• [Document text]

——

Lesson 1

Feb 19 – Lesson One

Sounds of the alphabet:

VOWELS
a is like “car”
mamá – note accent is for stress and always points up to the right
lana
banana

e is like “test” (never sounds like ee)
me

i sounds like ee
si

o is something like “pot” and never like “oh”
no (mouth stays open)

u is like Soon
luna

consonants

b- quite flat
bata

c — before e or i sounds like “SS” cena (sounds like “sayna”)
c before a/o/u/ or consonant sounds like “K”
clase (“Klaseh”)
casa
cosa
cuna

CH (like English) Chile

d = soft (more like “TH”)
dia
adios
dedo

f = same as english

g before a/o/u/consonant is like “gate”

g befor e or i is like a strong “h” so genes sounds like “HENNES”

g plus U plus e/i then the u would be silent

guiso guitara

h is ALWAYS silent
hola
humo (sounds like “oomoh”)
húmedo
ahora (sounds like “a-ora”)

j – strong “H” Jose, Juan

l – same as Engish

ll (Mexico like a “Y” llama would be “YAMA”)
allá (means there) would be “AhYA”

m = like English

n = like English

ñ (NYA)
mañana año (year, not ano which is anus)

——

Dataset entries:
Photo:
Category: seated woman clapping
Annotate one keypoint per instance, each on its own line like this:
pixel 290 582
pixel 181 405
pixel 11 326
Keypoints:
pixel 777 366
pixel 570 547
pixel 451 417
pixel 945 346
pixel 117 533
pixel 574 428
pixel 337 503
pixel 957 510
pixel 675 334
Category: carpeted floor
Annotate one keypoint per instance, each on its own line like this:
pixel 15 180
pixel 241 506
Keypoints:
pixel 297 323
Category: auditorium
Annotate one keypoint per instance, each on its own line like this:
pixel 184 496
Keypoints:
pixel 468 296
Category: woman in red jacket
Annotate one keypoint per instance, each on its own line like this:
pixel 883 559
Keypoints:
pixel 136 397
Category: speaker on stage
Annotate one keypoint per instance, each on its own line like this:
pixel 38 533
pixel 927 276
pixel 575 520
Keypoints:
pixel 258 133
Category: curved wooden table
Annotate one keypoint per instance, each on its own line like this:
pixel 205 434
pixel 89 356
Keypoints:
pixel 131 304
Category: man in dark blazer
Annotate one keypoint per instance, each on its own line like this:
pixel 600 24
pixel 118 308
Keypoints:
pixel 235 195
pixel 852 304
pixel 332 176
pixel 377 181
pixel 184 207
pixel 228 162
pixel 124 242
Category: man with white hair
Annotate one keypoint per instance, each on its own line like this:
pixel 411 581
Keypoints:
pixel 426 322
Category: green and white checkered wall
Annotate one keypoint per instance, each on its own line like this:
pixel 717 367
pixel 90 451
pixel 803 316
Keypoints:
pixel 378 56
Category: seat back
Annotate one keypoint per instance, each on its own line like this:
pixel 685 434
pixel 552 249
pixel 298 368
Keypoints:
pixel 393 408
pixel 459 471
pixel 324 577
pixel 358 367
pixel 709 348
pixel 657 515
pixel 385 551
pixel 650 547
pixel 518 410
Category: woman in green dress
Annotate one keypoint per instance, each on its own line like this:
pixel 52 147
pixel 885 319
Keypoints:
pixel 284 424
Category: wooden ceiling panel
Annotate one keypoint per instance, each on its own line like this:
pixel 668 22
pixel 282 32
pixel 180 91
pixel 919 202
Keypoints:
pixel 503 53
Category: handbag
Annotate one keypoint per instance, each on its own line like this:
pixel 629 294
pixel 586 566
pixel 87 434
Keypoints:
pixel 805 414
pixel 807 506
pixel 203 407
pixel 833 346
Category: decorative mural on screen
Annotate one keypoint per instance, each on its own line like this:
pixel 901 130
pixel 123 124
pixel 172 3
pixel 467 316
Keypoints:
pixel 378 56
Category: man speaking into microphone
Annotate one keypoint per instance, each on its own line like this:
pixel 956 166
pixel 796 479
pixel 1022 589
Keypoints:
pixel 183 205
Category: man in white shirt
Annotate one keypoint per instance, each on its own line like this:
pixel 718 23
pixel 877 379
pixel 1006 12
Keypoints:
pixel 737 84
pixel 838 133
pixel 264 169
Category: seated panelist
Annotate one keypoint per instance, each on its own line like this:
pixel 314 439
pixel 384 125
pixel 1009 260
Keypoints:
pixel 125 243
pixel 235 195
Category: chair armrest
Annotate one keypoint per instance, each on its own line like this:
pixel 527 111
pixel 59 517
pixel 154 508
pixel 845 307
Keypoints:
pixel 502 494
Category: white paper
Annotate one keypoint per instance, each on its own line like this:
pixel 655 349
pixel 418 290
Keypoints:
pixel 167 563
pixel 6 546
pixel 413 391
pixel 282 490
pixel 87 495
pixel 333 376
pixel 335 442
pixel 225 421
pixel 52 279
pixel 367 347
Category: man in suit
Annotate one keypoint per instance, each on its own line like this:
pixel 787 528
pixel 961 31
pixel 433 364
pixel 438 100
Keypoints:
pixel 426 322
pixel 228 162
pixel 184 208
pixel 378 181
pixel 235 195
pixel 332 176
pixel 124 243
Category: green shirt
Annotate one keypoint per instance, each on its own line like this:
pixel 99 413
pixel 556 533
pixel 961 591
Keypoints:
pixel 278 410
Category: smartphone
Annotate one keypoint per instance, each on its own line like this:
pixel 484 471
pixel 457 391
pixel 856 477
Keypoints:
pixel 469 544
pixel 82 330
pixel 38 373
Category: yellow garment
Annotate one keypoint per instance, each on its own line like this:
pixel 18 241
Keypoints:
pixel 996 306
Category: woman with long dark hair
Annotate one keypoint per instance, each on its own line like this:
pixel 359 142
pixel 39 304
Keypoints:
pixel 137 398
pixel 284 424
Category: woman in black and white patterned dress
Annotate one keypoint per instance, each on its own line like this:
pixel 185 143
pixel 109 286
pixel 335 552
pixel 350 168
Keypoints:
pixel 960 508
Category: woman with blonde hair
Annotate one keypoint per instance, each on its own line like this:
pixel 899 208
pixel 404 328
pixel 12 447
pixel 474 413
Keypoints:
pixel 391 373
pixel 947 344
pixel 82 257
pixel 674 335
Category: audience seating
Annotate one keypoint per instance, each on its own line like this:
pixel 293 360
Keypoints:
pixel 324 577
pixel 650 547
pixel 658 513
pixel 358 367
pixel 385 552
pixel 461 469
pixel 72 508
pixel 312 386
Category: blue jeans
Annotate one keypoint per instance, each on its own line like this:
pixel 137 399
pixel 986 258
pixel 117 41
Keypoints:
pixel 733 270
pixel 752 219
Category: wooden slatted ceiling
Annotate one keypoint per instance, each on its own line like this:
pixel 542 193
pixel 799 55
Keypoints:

——

• [Explore the material]
1 - Using the Spanish pronunciation notes, explain why "ahora" sounds like "a-ora."
2 - What does "allá" mean, according to the Spanish pronunciation notes?
3 - Return the section of the Spanish pronunciation notes that begins with the words containing "Sounds of the" and ends with "sounds like ee)".
The dataset entries above are separate material and have nothing to do with the Spanish pronunciation notes.

• [Task-by-task solutions]
1 - The notes say that h is always silent in Spanish. So the h in "ahora" is not pronounced, and the word sounds like "a-ora."

2 - It means "there."

3 -
Sounds of the alphabet:

VOWELS
a is like “car”
mamá – note accent is for stress and always points up to the right
lana
banana

e is like “test” (never sounds like ee)